Directive — Return the lines below exactly as they appear, starting with the line containing "of the rolled" and continuing through the last line. Leave the pictures out of your answer.

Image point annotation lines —

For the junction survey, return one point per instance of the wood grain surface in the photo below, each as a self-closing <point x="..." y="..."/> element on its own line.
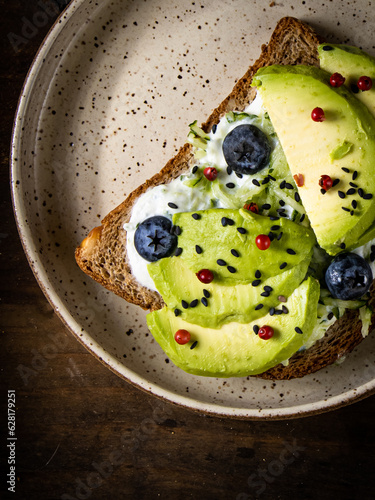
<point x="83" y="433"/>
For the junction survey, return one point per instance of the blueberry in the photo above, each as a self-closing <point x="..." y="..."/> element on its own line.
<point x="246" y="149"/>
<point x="153" y="239"/>
<point x="348" y="277"/>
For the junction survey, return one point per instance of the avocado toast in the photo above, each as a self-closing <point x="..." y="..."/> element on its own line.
<point x="251" y="287"/>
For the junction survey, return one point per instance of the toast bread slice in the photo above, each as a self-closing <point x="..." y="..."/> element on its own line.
<point x="103" y="256"/>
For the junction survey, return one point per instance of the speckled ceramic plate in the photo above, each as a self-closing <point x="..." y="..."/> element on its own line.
<point x="107" y="101"/>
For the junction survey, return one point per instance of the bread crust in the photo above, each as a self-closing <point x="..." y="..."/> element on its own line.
<point x="103" y="255"/>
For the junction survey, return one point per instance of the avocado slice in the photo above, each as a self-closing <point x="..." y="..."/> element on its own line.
<point x="342" y="147"/>
<point x="223" y="240"/>
<point x="212" y="304"/>
<point x="235" y="350"/>
<point x="352" y="63"/>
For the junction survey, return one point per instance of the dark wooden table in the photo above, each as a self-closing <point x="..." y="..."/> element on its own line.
<point x="82" y="432"/>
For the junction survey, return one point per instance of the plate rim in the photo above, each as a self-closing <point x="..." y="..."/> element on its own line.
<point x="305" y="410"/>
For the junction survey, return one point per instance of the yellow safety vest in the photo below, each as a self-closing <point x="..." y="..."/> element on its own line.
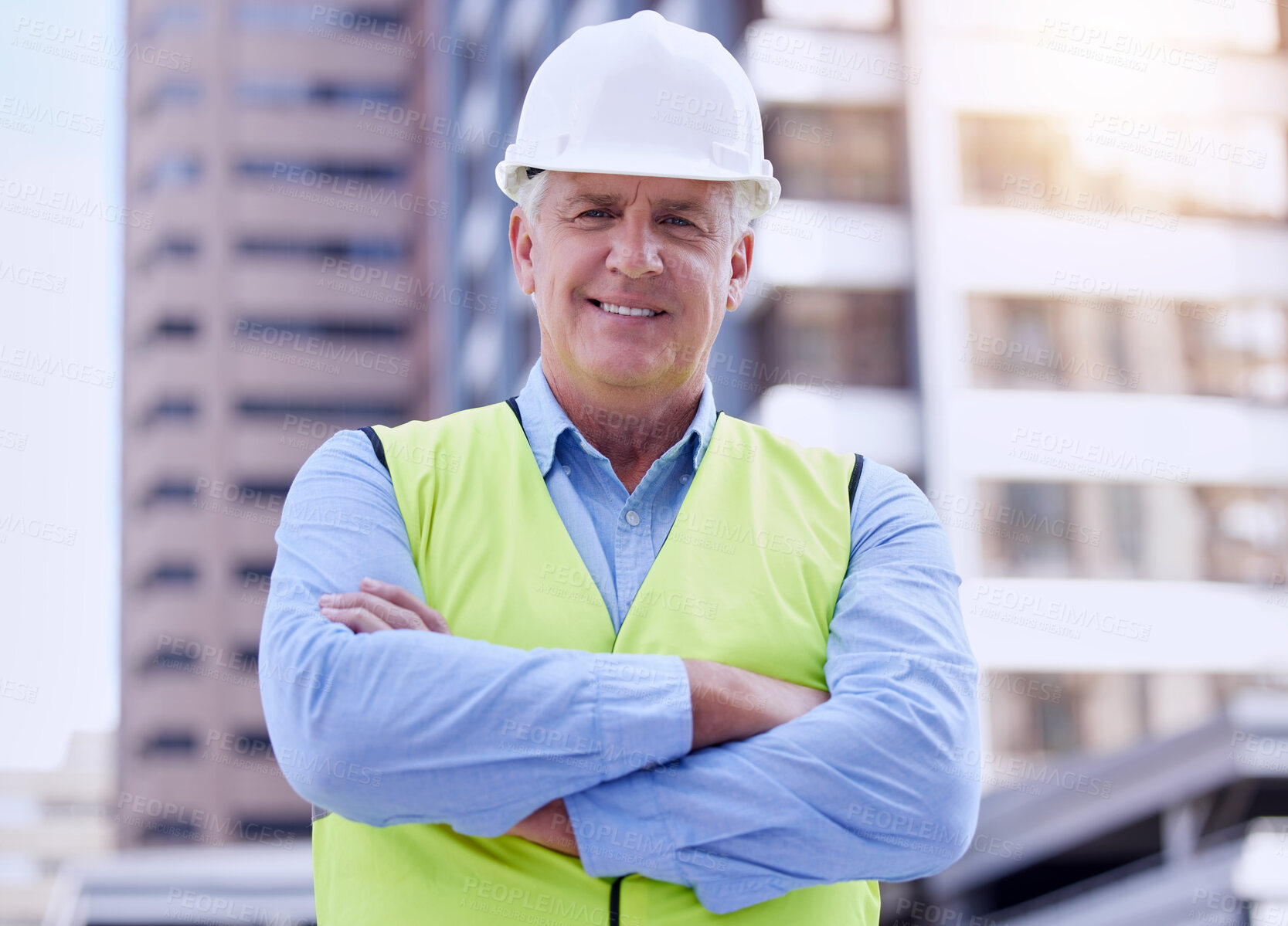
<point x="749" y="576"/>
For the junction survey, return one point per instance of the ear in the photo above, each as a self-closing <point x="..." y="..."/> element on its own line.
<point x="521" y="250"/>
<point x="739" y="270"/>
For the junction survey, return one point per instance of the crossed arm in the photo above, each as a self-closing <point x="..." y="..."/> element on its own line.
<point x="727" y="702"/>
<point x="871" y="785"/>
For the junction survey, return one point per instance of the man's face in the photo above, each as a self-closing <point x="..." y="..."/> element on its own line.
<point x="637" y="241"/>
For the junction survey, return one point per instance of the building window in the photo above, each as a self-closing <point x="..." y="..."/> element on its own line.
<point x="369" y="171"/>
<point x="1037" y="343"/>
<point x="1127" y="521"/>
<point x="172" y="171"/>
<point x="326" y="330"/>
<point x="174" y="93"/>
<point x="172" y="410"/>
<point x="835" y="154"/>
<point x="175" y="15"/>
<point x="384" y="250"/>
<point x="172" y="576"/>
<point x="175" y="329"/>
<point x="835" y="337"/>
<point x="1247" y="534"/>
<point x="1099" y="169"/>
<point x="289" y="92"/>
<point x="301" y="17"/>
<point x="1245" y="357"/>
<point x="172" y="491"/>
<point x="172" y="249"/>
<point x="170" y="744"/>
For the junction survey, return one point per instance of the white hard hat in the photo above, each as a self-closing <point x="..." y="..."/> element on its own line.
<point x="641" y="97"/>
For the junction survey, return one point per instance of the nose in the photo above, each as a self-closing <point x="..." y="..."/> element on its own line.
<point x="635" y="252"/>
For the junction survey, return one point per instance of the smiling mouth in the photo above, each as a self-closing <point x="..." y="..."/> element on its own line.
<point x="622" y="310"/>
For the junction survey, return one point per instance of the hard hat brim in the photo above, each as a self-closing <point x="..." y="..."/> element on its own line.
<point x="511" y="174"/>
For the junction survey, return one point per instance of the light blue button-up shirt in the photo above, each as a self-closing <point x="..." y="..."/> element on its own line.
<point x="880" y="782"/>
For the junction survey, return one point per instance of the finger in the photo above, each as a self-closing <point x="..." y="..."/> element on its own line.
<point x="359" y="619"/>
<point x="405" y="599"/>
<point x="398" y="619"/>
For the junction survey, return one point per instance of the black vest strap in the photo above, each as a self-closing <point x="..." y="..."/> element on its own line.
<point x="376" y="446"/>
<point x="855" y="477"/>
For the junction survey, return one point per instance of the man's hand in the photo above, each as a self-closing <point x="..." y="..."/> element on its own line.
<point x="733" y="704"/>
<point x="382" y="605"/>
<point x="728" y="702"/>
<point x="548" y="827"/>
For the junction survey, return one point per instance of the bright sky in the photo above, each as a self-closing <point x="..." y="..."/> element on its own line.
<point x="62" y="131"/>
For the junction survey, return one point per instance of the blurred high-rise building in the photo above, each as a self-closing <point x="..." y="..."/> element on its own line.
<point x="1035" y="256"/>
<point x="281" y="285"/>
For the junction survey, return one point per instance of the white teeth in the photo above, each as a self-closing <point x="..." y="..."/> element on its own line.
<point x="625" y="310"/>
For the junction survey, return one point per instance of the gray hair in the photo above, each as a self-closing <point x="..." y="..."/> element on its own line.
<point x="743" y="195"/>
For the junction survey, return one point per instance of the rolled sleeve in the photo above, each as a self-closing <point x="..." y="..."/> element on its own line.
<point x="440" y="729"/>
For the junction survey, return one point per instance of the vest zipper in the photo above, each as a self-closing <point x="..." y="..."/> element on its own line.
<point x="614" y="902"/>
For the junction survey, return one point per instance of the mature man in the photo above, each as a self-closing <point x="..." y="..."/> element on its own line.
<point x="603" y="653"/>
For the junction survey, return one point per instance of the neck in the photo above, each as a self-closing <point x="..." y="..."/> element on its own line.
<point x="631" y="426"/>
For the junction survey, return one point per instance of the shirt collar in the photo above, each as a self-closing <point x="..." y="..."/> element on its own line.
<point x="544" y="420"/>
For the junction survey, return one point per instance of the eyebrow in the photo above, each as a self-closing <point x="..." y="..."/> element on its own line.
<point x="603" y="200"/>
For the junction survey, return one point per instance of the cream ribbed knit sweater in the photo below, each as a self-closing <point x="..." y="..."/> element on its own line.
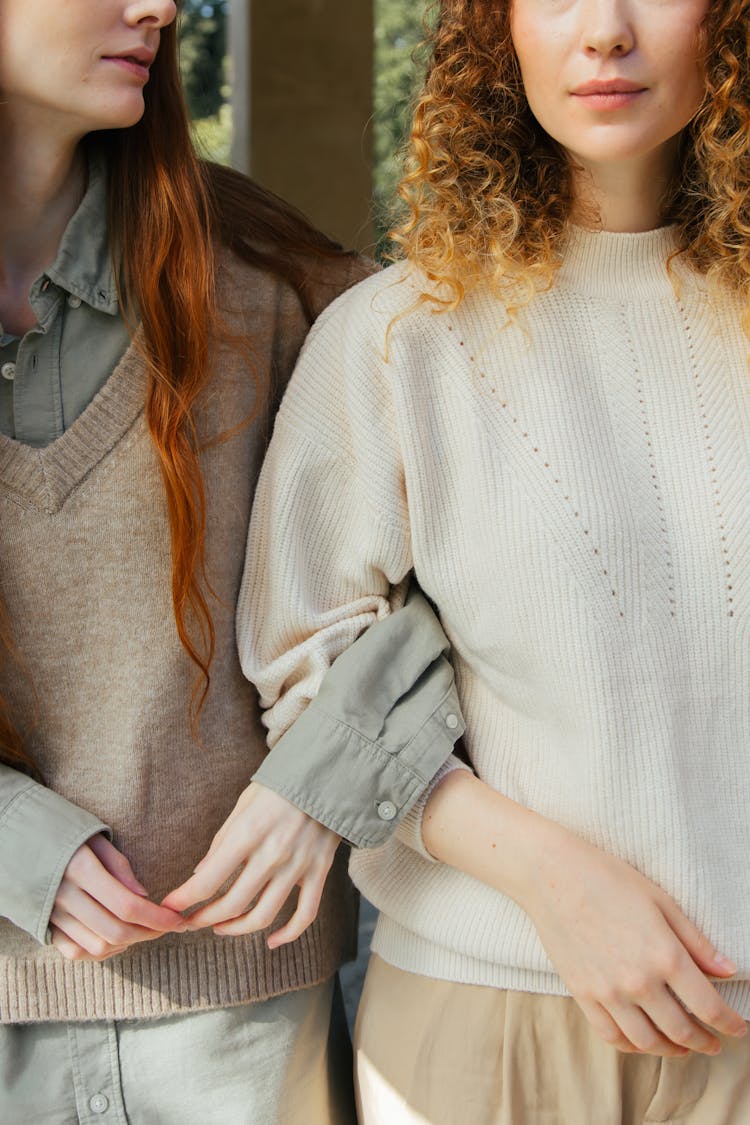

The response —
For the junction survey, return one point per instance of the rolled sleeve in the photo above, each as a self-closing <point x="..." y="..."/> element on its own line.
<point x="440" y="729"/>
For the junction survey, return one point per instance of the vest zipper in the photo above, each as a self-closing <point x="..." y="..."/> element on its own line.
<point x="614" y="902"/>
For the junction survey, return one point per instance of the mature man in the photo above, each as a self-closing <point x="..." y="..."/> element on its own line.
<point x="603" y="653"/>
For the junction survey, return one point per instance of the neck in the photo above, each as a self-closing <point x="..." y="..."/> element on its own line.
<point x="631" y="426"/>
For the junction survey, return one point per instance of the shirt collar in the photo above, each as a self-closing <point x="..." y="..."/> element on its own line.
<point x="544" y="420"/>
For the junction survey, return one point per instance of the eyebrow in the photo above, each as a self-closing <point x="..." y="..."/> element on its own line.
<point x="603" y="200"/>
For the junction survey, return one point per instance of the cream ribbed knit sweater in the photo below, each as a self-closing <point x="..." y="..."/> element on its own line.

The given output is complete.